» Text
Teen heart transplant recipient killed in police chase

The story of Anthony Stokes was supposed to have a happy ending. Instead it ended Tuesday, police say, with the teen heart transplant recipient carjacking someone, burglarizing a home, shooting at an elderly woman, leading police on a high speed chase and then dying after his car hit a pole.

In 2013, the teen’s family told media that an Atlanta hospital rejected him for heart transplant surgery due to what the hospital described in a letter as Stokes’ “history of non-compliance.”

At the time, Mark Bell was acting as a Stokes family spokesman.

Bell told CNN that a doctor told the family that Anthony’s low grades and time in juvenile detention factored into the hospital’s decision to deny him a heart.

“The doctor made the decision that he wasn’t a good candidate because of that,” Bell said then. “I guess he didn’t think Anthony was going to be a productive citizen.”

About a week after Stokes’ story made headlines, Children’s Healthcare of Atlanta gave him a heart.

» Apply what you read
1/ Using the article on Anthony Stokes, explain in one to three sentences why the Atlanta hospital first rejected him for heart transplant surgery.
2/ Write out the article on Anthony Stokes word for word, from "Bell told CNN" up to and including "deny him a heart.".
The data has nothing to do with the article.

Point-per-instance localization data:
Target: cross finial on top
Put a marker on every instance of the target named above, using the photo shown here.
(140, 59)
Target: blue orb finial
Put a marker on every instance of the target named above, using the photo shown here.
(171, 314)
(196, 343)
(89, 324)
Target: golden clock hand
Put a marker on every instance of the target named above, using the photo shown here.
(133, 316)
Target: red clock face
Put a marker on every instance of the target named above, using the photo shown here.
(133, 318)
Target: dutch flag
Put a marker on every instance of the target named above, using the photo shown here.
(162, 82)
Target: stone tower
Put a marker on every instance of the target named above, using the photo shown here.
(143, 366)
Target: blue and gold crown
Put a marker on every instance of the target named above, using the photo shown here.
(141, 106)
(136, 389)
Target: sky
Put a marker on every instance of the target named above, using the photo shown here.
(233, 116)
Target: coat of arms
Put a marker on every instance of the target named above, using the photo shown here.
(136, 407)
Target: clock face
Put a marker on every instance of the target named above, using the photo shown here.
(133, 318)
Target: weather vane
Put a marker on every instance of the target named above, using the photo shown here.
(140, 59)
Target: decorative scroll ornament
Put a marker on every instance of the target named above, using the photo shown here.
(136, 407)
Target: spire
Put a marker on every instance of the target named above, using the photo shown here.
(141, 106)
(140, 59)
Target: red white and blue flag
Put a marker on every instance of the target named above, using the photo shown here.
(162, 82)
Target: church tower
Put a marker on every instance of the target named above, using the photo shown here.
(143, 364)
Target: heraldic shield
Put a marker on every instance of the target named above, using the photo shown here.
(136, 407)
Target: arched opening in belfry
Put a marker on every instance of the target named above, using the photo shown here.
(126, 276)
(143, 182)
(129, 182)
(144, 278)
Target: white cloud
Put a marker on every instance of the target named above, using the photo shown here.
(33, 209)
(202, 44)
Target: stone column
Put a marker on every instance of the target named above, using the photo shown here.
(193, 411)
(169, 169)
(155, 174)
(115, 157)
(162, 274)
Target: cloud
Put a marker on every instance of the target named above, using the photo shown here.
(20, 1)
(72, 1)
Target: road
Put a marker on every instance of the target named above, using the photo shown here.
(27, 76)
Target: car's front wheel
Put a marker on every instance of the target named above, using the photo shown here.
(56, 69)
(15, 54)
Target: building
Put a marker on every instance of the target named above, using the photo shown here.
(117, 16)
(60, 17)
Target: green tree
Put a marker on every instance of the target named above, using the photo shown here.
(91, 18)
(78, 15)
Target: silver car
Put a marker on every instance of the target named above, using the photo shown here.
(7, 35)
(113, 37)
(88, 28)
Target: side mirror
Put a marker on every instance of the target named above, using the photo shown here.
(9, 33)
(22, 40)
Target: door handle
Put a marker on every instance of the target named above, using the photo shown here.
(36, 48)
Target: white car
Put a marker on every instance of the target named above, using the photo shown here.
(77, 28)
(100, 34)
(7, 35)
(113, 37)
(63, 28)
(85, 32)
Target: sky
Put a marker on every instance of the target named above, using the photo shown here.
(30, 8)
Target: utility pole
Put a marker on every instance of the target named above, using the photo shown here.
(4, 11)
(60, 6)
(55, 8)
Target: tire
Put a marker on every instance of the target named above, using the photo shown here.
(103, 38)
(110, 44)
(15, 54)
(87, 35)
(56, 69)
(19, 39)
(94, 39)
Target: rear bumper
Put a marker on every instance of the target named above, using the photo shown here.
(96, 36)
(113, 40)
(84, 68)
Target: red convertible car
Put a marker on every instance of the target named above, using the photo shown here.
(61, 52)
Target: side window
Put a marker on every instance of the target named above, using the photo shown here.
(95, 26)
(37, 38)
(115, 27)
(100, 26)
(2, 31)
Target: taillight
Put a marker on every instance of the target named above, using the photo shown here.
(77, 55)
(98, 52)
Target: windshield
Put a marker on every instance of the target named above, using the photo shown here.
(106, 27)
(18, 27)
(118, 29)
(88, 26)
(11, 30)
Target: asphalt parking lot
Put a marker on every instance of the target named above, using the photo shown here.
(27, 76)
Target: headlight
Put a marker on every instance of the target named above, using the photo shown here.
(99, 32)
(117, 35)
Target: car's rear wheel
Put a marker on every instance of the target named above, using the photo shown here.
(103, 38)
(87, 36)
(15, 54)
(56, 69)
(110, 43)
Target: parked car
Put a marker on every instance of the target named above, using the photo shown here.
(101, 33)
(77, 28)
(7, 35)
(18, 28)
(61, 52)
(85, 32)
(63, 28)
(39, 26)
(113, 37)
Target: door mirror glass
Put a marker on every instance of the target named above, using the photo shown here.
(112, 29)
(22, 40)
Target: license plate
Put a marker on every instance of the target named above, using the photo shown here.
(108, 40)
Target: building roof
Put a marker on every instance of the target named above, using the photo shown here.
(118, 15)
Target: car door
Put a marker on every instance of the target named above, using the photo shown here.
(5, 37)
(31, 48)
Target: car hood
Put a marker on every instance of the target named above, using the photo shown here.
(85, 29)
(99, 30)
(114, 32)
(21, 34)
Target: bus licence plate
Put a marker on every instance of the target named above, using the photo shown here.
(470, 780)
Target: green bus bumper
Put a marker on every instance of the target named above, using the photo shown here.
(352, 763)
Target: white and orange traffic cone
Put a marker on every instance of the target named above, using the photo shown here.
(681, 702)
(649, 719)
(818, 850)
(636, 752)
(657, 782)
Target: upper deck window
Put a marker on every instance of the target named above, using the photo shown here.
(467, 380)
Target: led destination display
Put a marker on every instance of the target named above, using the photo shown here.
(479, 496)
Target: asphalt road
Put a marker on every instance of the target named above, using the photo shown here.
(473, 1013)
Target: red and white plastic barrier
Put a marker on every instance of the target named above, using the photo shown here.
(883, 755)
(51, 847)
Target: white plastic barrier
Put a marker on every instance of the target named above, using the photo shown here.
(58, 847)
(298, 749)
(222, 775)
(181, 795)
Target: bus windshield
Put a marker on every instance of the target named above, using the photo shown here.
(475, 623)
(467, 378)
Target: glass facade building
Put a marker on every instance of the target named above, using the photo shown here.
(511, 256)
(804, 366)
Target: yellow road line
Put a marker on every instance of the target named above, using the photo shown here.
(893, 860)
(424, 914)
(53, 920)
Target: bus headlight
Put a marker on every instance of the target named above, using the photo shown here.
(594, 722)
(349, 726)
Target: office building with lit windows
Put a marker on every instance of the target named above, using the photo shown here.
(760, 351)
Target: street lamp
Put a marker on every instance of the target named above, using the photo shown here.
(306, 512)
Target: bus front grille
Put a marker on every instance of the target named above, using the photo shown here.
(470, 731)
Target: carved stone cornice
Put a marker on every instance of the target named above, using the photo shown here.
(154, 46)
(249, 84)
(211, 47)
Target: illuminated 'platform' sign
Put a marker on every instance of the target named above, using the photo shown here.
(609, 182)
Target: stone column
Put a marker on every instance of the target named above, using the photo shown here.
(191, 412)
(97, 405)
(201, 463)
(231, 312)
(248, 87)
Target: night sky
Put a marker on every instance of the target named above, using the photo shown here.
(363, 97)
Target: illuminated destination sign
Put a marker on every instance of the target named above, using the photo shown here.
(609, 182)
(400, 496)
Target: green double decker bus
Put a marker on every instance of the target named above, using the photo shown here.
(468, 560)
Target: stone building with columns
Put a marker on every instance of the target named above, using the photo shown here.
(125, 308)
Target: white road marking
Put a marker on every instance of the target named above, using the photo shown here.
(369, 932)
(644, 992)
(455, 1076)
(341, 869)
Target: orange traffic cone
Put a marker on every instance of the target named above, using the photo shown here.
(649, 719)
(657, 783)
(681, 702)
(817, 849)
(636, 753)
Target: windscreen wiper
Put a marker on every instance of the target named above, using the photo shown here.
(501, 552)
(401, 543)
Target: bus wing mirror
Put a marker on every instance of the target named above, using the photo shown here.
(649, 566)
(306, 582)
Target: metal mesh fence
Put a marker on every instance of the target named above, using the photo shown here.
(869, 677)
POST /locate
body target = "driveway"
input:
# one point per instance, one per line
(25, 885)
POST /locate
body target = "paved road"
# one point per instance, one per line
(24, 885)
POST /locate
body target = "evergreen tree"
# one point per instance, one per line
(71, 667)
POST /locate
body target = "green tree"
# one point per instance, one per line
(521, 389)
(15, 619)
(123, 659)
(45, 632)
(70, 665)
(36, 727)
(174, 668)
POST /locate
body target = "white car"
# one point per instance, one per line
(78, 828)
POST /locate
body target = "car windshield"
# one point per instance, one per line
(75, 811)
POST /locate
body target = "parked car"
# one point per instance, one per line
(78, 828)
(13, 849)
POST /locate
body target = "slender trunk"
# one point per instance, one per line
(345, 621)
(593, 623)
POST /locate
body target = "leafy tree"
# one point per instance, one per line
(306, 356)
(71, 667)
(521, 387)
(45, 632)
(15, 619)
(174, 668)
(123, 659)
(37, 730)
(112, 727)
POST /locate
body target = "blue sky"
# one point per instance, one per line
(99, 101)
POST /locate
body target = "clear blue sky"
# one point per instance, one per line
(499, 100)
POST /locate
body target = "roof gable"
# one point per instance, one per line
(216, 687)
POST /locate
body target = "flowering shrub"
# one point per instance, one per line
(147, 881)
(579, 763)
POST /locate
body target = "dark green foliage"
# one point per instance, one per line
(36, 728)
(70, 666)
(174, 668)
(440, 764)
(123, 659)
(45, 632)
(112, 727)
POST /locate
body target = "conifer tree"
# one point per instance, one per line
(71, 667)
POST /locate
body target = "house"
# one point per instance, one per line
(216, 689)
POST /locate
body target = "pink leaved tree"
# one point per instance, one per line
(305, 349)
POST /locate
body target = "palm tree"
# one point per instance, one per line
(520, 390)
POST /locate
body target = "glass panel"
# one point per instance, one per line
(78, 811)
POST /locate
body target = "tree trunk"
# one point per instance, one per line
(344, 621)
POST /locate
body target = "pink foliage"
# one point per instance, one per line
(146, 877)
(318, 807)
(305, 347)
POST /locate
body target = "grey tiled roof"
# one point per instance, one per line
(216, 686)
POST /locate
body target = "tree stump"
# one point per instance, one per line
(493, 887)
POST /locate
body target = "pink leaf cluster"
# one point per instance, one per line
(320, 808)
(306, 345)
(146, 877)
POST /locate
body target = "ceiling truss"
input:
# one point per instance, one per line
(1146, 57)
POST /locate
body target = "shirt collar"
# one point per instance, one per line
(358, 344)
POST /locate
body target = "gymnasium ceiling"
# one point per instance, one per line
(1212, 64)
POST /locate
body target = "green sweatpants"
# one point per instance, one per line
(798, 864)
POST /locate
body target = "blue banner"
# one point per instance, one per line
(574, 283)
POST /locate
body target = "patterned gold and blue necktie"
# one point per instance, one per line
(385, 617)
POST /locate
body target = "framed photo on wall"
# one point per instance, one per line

» Answer list
1/ In a letter, the hospital cited Stokes' "history of non-compliance." According to family spokesman Mark Bell, a doctor told the family that Anthony's low grades and his time in juvenile detention factored into the decision to deny him a heart.

2/
Bell told CNN that a doctor told the family that Anthony’s low grades and time in juvenile detention factored into the hospital’s decision to deny him a heart.